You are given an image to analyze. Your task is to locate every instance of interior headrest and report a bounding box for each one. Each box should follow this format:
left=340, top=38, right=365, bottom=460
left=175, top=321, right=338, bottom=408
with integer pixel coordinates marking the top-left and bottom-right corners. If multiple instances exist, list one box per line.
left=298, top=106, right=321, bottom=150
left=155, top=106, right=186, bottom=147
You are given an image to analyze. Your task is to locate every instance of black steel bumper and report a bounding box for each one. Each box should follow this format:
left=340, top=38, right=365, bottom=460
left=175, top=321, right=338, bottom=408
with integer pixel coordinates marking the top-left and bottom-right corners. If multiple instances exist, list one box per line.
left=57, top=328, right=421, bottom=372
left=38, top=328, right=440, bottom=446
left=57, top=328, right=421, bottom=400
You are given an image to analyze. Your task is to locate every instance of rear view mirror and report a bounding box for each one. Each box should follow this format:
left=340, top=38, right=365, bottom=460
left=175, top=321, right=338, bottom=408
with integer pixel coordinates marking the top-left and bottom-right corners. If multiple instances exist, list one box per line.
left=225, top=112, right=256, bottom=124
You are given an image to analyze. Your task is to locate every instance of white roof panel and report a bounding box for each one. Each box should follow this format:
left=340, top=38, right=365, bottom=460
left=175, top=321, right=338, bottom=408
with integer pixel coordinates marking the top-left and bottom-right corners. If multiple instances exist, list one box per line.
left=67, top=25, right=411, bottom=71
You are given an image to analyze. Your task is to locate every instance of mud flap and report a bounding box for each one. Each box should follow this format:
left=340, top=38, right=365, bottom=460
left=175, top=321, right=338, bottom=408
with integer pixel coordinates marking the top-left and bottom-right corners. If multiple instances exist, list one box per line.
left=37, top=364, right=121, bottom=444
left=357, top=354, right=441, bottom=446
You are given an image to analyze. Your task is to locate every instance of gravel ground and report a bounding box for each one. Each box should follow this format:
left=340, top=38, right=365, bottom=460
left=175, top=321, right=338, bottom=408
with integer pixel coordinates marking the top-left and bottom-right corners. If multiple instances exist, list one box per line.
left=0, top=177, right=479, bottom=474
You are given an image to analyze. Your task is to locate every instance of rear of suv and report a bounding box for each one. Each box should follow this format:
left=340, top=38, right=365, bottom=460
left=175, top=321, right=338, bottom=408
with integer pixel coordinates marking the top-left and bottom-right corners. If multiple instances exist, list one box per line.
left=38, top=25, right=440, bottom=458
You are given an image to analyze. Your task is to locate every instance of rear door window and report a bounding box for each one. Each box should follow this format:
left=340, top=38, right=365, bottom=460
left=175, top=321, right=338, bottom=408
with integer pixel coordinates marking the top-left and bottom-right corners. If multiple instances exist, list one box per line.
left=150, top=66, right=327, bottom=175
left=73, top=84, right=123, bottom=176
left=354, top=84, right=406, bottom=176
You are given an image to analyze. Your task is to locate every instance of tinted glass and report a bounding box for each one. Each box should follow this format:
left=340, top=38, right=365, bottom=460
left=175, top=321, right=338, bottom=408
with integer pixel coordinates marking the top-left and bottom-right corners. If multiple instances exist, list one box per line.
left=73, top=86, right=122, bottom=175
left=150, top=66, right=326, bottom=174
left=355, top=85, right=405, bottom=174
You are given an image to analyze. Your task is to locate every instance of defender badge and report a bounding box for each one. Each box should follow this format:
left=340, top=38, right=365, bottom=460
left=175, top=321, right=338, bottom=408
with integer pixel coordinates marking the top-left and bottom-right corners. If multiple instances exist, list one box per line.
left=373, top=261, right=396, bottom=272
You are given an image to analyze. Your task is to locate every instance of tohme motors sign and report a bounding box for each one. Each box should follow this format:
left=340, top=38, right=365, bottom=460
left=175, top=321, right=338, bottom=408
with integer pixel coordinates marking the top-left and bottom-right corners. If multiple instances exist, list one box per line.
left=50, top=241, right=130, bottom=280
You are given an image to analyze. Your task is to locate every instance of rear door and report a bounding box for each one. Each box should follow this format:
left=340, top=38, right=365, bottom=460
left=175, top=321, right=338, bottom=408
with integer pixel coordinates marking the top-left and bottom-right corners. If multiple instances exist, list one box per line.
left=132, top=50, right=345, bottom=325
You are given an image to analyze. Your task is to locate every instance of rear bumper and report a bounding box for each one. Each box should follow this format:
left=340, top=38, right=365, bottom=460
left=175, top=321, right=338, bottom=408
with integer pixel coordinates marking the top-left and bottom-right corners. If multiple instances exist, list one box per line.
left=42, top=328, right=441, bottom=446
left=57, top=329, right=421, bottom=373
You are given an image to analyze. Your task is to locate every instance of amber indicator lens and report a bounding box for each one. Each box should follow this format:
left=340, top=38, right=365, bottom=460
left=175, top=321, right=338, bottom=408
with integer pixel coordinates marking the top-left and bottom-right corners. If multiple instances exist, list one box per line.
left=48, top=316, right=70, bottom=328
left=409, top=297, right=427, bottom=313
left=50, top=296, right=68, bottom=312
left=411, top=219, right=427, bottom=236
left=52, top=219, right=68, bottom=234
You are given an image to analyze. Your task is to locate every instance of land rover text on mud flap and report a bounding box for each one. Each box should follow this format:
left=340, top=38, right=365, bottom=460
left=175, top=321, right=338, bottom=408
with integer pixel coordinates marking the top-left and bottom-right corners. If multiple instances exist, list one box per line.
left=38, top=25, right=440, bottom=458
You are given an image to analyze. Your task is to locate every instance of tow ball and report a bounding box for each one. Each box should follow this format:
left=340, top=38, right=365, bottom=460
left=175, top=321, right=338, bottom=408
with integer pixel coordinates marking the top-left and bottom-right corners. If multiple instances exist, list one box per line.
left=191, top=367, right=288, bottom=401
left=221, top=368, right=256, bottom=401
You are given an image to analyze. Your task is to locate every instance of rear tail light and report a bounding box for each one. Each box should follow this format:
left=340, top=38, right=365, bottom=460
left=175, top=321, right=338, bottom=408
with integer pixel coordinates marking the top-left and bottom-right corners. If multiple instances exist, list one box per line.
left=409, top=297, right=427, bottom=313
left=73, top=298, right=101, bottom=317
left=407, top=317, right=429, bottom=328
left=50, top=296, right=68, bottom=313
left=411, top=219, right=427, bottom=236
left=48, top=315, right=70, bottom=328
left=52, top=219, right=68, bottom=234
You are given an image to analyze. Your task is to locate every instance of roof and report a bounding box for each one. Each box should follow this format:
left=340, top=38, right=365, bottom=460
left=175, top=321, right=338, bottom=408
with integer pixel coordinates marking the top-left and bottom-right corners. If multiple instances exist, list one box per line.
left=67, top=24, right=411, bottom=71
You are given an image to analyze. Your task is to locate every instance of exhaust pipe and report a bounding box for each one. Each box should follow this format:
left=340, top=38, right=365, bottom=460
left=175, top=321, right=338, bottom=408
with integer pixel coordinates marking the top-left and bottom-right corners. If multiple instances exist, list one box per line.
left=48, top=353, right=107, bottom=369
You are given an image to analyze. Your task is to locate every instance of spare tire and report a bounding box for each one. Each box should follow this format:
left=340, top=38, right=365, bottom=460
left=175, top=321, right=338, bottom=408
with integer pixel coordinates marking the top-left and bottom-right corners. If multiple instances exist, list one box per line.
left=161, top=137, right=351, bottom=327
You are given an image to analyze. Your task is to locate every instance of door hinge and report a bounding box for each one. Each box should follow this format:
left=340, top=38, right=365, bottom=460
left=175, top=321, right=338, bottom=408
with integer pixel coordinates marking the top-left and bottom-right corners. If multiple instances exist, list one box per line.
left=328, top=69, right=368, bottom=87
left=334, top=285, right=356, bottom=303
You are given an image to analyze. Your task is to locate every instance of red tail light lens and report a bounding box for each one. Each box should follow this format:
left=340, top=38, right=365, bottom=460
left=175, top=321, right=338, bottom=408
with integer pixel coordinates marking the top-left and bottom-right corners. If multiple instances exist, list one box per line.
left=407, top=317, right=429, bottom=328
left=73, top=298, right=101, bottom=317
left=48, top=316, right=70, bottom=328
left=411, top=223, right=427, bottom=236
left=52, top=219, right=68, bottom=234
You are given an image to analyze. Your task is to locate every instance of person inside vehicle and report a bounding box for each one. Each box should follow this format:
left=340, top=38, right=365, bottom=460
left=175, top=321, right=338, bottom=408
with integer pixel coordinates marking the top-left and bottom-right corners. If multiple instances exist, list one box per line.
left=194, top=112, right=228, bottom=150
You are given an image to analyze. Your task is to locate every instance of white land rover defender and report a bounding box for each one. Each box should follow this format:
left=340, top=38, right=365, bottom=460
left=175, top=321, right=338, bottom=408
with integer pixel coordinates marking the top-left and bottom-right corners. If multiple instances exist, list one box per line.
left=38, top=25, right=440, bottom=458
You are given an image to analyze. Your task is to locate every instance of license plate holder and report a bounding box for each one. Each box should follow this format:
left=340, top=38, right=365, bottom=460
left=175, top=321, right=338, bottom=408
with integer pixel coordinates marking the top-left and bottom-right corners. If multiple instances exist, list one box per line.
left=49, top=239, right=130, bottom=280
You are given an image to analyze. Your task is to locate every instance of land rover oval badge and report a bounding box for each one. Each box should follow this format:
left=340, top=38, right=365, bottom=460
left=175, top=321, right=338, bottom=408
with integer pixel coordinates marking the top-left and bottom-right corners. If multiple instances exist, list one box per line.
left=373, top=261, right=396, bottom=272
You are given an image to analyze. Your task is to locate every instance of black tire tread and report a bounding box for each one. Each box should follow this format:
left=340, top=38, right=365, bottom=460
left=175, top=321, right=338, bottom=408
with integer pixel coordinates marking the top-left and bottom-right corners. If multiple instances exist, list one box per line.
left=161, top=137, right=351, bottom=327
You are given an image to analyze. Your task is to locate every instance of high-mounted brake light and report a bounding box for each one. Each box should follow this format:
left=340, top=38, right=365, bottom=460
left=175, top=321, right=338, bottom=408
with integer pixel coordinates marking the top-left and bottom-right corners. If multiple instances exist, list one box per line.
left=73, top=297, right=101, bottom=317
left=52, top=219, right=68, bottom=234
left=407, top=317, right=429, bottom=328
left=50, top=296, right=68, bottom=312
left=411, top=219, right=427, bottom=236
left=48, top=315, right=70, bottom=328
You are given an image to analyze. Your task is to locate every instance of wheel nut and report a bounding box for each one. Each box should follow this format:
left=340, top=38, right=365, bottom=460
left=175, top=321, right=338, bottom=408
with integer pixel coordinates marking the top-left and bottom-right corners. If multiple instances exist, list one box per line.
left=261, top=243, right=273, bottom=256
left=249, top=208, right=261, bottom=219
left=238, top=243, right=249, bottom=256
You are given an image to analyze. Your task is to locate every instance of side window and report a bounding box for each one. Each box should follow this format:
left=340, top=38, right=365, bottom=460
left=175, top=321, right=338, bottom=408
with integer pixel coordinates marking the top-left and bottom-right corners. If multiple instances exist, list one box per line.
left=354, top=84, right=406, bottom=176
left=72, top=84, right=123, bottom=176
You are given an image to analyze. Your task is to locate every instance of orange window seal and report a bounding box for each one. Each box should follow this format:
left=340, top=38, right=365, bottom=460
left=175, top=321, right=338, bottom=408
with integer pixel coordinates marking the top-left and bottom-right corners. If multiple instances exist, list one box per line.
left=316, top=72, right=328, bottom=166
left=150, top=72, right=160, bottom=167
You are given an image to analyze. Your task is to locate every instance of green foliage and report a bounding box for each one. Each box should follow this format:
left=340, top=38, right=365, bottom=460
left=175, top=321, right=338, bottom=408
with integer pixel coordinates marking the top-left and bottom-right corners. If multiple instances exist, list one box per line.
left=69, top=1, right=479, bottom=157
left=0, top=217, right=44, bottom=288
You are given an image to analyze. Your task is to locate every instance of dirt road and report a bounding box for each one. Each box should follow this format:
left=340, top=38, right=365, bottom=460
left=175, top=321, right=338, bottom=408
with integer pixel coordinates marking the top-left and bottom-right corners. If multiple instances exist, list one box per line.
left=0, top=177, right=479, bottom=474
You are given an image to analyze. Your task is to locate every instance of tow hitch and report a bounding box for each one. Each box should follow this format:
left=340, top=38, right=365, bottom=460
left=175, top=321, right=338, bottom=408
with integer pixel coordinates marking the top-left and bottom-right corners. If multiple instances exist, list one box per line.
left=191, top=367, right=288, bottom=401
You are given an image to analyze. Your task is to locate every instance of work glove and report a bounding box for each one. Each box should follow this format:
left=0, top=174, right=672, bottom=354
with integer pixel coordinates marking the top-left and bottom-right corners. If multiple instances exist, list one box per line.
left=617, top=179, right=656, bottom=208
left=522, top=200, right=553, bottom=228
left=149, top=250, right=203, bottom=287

THE EXERCISE: Scale the rows from the very start through the line containing "left=155, top=106, right=186, bottom=147", both ends included, by writing every line out again, requests too. Multiply each box coordinate in the answers by 2.35 and round to whole numbers, halves going up, while the requests and their format samples stay unchanged.

RESULT OF THE EXERCISE:
You are given an image to analyze. Your task is to locate every instance of interior headrest and report a bounding box for each one. Each box should follow this format:
left=340, top=38, right=365, bottom=460
left=175, top=321, right=338, bottom=408
with integer pixel coordinates marking the top-left and bottom-right corners. If multiple instances exist, list one box per line.
left=700, top=249, right=754, bottom=353
left=364, top=249, right=437, bottom=345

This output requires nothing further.